### Provided passage
"""

Religion Today Summaries - Sept. 27, 2006

Compiled & Edited by Crosswalk Editorial Staff

Religion Today Summaries - Sept. 27, 2006

Daily briefs of the top news stories impacting Christians around the world.
In today's edition:

  • Controversial Archbishop Gets Excommunicated
  • Post-9/11: Back to the Way We Were, Says NYC Radio Personality
  • Investigation into Violence and Destroyed Churches in Nigerian Town Continues
  • Ministry Calls for Prayer, Fasting on Behalf of Human Trafficking

Controversial Archbishop Gets Excommunicated

The Christian Post reports that Archbishop Emmanuel Milingo, the Zambian prelate who already had angered the Vatican by getting married in 2001, has been excommunicated for again defying the Holy See by installing four married men as bishops, the Vatican said Tuesday. The Vatican said Milingo, 76, was "automatically excommunicated" under church law for the ordination of the men a few days earlier. The Archdiocese of Washington said Sunday that the installations were not valid. Even before his marriage, Catholic officials accused Milingo of promoting African indigenous beliefs by performing mass exorcisms and healing ceremonies.

Post-9/11: Back to the Way We Were, Says NYC Radio Personality

A long-time Christian radio personality in New York City says in many cases the city has reverted to its post-9/11 spiritual climate, AgapePress reports. In the months immediately following the terrorist attacks in 2001, churches throughout the greater New York City area reported overflow crowds. Now, according to George Flores of WMCA 570 and 970 AM, many people in the area are indifferent to spiritual matters. "A lot of people are escaping. They don't want to contend with the fact that we are at war, they don't want to contend with the bad memory of the pain that they might have felt back on [September 11, 2001]," Flores shares. Flores, who has worked in Christian radio in the New York area for more than two decades, detects a complacency regarding Christianity. "There is a strong, strong spine to America," he says, "but still part of me thinks there's a lot of America that's attempting to just [think] 'maybe this will go away.'" But that is not realistic, he adds. "I don't see the same level of faith nor the same level of patriotism that I saw immediately after the attack."

Investigation into Violence and Destroyed Churches in Nigerian Town Continues

Investigations are still ongoing for arson fires set by Muslim mobs last week in the northern Nigerian town of Dutse, ASSIST News Service reports. The rioting and fires damaged up to 70 structures, including churches, homes, and Christian businesses, said a Christian Solidarity Worldwide (CSW) leader. The attacks came when already tense relations between Muslims and Christians in the capital of Jigawa were stressed further by comments made by Pope Benedict XVI during his Regensburg address earlier in the month. Benedict quoted criticism of Islam and the Prophet Muhammad by 14th century Byzantine Emperor Manuel II Palaeologus. The Pope has since issued a statement to say that he had never meant to offend Islam. However, demonstrations and violence by some Muslims have been ongoing worldwide. Nigerian authorities believe the trouble in Dutse was started as the result of a Christian market trader insulting the Prophet Muhammad in the presence of a Muslim customer, according to a BBC news service report. However, the cause for the rioting and fires may be a combination of the two events.

"""

Stored data entries

"""

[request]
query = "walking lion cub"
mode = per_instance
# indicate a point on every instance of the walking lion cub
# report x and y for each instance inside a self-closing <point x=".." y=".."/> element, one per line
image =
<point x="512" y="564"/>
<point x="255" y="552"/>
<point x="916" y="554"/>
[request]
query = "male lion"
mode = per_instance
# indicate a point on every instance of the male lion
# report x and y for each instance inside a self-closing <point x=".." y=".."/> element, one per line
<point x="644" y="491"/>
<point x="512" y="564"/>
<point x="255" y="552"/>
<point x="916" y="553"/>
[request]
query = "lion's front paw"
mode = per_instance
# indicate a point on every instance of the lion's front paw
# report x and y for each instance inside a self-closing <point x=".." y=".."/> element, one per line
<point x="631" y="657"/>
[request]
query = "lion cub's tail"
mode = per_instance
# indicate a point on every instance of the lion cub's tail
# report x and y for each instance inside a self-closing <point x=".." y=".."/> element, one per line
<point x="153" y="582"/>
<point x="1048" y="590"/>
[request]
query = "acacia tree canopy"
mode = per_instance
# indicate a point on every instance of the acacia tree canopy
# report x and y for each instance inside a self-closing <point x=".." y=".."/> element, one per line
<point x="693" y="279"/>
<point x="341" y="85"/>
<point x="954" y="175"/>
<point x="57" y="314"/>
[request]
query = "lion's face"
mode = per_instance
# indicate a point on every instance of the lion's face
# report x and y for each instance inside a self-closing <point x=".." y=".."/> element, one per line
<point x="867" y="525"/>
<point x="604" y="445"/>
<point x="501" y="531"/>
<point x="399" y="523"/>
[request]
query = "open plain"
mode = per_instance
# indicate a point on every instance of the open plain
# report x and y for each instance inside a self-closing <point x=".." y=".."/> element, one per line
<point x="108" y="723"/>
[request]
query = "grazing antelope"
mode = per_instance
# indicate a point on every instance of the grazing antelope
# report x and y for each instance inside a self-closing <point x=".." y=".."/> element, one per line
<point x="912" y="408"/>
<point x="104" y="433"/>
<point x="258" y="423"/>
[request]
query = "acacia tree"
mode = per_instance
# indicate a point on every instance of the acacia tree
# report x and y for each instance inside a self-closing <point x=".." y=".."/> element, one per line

"""

### Exercise brief
Reproduce the passage of the Religion Today summaries between "The Christian Post" and "and healing ceremonies.", inclusive.

### Reply to the exercise
The Christian Post reports that Archbishop Emmanuel Milingo, the Zambian prelate who already had angered the Vatican by getting married in 2001, has been excommunicated for again defying the Holy See by installing four married men as bishops, the Vatican said Tuesday. The Vatican said Milingo, 76, was "automatically excommunicated" under church law for the ordination of the men a few days earlier. The Archdiocese of Washington said Sunday that the installations were not valid. Even before his marriage, Catholic officials accused Milingo of promoting African indigenous beliefs by performing mass exorcisms and healing ceremonies.